[BEGIN DATA TO USE]

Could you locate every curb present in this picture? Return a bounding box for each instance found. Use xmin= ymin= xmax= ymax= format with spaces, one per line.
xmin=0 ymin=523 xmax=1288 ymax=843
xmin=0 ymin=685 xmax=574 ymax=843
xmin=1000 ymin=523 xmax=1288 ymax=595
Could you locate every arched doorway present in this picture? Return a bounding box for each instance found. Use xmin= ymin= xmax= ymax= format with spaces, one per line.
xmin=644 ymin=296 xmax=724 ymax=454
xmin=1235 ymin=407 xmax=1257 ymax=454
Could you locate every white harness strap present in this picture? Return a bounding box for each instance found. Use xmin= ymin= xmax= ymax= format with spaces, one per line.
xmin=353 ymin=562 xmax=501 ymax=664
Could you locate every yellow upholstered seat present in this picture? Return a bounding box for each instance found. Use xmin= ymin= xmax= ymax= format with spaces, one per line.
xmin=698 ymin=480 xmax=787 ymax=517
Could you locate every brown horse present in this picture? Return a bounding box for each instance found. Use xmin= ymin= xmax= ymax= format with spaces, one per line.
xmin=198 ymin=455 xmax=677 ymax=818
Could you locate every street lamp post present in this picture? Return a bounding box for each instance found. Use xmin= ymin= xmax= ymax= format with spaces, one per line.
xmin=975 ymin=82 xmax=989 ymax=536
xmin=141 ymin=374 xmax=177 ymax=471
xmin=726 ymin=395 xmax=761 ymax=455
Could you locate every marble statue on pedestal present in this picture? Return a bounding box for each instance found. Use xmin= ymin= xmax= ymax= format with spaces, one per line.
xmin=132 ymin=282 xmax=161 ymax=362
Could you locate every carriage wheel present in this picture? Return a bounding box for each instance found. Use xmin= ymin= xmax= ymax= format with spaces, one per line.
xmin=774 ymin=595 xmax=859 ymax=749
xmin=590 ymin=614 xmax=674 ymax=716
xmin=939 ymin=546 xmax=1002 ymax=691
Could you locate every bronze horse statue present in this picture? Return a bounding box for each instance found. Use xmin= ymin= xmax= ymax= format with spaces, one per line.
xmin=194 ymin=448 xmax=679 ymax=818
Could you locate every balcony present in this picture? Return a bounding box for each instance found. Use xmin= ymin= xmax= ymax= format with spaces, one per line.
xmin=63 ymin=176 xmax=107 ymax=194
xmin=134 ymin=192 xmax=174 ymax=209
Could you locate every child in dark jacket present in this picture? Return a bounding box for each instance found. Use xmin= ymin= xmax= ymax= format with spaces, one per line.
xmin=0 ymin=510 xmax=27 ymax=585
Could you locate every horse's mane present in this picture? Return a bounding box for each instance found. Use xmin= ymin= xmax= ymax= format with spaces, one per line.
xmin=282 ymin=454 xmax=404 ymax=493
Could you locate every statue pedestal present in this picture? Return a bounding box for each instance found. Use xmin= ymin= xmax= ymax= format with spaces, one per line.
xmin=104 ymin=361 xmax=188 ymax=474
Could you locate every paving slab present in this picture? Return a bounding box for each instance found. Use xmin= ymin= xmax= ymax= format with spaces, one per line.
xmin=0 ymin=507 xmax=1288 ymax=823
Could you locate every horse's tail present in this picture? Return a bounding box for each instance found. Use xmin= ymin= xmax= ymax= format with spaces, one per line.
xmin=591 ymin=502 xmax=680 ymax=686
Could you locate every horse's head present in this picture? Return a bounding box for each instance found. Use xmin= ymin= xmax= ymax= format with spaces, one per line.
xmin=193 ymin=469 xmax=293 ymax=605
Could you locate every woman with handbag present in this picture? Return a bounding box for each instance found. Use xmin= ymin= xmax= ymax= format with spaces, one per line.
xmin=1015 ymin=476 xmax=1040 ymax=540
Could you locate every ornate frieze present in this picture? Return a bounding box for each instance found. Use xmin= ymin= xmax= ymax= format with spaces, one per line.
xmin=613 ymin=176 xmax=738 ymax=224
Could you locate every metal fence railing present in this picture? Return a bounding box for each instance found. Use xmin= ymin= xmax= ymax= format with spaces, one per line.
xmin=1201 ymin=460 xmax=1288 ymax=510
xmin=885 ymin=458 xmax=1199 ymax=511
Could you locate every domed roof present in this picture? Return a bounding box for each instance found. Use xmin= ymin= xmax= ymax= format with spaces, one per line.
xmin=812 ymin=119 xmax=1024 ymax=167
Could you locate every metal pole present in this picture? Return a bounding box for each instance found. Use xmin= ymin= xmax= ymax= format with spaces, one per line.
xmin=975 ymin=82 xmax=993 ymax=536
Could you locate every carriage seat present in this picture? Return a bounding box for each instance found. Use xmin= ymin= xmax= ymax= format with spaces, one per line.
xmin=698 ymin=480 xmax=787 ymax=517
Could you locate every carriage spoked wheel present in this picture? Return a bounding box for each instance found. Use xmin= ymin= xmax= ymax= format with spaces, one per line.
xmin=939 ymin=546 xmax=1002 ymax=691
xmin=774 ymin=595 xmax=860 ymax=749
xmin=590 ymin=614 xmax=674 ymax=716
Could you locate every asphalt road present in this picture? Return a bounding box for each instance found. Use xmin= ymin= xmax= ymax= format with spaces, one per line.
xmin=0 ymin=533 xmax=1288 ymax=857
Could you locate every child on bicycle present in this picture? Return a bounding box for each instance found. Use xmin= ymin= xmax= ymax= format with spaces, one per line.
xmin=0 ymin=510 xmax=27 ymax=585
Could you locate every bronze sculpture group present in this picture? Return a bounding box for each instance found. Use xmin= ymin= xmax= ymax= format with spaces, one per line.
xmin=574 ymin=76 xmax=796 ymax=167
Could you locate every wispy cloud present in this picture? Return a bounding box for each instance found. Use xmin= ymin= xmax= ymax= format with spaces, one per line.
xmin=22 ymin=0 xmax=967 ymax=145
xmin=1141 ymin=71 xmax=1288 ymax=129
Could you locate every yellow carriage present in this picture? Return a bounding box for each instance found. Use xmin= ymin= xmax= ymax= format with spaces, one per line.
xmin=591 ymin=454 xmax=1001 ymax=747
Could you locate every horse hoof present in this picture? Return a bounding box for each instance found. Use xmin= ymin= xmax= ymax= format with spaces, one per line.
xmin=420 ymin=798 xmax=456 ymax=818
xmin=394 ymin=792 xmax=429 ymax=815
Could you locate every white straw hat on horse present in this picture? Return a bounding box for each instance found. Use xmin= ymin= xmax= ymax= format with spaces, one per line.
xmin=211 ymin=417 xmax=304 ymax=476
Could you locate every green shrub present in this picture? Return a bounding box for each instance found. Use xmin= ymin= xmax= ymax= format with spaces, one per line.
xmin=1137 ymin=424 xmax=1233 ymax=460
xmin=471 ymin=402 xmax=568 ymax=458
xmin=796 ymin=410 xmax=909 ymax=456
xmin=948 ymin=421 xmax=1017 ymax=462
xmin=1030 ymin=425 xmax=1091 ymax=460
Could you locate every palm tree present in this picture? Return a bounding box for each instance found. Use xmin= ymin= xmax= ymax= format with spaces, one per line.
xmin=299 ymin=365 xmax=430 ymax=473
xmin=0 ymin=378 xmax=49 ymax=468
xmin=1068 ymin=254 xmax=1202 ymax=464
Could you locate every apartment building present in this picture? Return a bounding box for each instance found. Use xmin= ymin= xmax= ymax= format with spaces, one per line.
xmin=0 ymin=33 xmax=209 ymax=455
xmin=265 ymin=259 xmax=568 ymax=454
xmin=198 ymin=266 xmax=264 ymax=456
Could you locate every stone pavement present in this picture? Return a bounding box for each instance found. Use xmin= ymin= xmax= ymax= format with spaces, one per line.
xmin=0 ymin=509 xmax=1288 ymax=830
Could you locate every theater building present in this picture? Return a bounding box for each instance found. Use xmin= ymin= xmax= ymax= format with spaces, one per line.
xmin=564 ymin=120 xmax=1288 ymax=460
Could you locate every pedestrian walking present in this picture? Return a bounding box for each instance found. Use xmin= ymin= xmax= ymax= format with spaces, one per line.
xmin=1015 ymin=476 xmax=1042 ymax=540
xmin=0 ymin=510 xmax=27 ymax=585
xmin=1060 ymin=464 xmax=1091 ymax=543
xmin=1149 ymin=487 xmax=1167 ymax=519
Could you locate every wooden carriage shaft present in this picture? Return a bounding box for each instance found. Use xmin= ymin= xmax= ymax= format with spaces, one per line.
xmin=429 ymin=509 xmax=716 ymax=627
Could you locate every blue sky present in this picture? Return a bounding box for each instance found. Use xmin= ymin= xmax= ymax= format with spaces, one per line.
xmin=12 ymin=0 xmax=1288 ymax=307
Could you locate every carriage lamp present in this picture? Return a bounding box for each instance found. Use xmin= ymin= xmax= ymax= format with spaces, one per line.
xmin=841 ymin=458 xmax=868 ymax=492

[END DATA TO USE]

• _GIVEN REQUEST_
Reproduce, verbatim, the section of the listing above that begins with the line containing "Could you locate every theater" and ends with the line containing "xmin=1149 ymin=487 xmax=1167 ymax=519", both lines included.

• _TASK OUTPUT_
Could you locate every theater building present in this picture? Return a bounding box for each instance found. Use xmin= ymin= xmax= ymax= format with spaces, one per line.
xmin=564 ymin=120 xmax=1288 ymax=460
Could you locate every pedestrian walking present in this picture? Return a bounding box for each instance found. Use xmin= ymin= xmax= ymax= format with spaces, one per line.
xmin=1015 ymin=476 xmax=1042 ymax=540
xmin=0 ymin=510 xmax=27 ymax=585
xmin=1060 ymin=464 xmax=1091 ymax=543
xmin=1149 ymin=487 xmax=1167 ymax=519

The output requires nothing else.